### SUPPLIED DATA

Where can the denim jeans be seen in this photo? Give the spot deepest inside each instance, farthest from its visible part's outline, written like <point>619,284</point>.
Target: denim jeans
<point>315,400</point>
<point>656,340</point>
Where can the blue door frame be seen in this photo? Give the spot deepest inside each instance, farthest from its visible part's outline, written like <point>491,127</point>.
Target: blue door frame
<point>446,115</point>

...

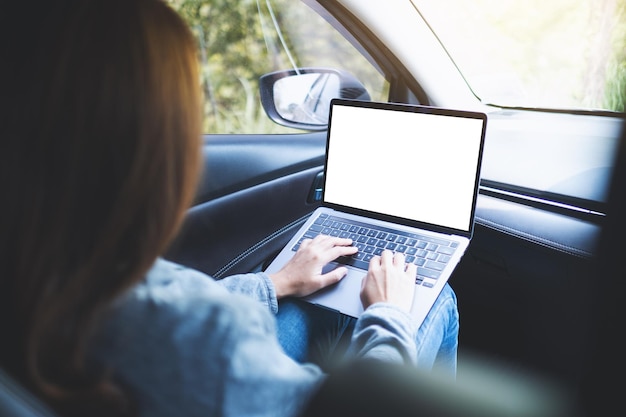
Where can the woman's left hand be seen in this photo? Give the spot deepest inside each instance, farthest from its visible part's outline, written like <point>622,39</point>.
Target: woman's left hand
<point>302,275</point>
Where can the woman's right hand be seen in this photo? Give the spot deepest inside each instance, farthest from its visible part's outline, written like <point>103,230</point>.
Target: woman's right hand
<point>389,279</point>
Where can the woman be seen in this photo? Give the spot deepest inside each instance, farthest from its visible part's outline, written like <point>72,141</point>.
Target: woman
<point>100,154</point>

### WHAT IS BEING ASKED
Where a line in the records above contains the string "instance", return that line.

### RESPONSE
Where can the denim jeans be seen in this photo? Give the spot deepest inside each instance, farthest from its visible part's outline, written like <point>619,284</point>.
Where can the blue door frame be seen in this photo? Give the spot deepest inside each instance, farthest from its visible part's outline, written like <point>491,127</point>.
Where can the woman's left hand be seen in this photo? Give the spot deepest inside each instance, farthest from its visible part's outline, written like <point>622,39</point>.
Where can the woman's right hand be seen in this photo? Give the spot deepest inside each instance, farthest from its visible part's outline, written like <point>103,230</point>.
Where can the woman be seen in this photo? Give the spot deepest inside each instance, farthest from its visible part's outline, written like <point>72,141</point>.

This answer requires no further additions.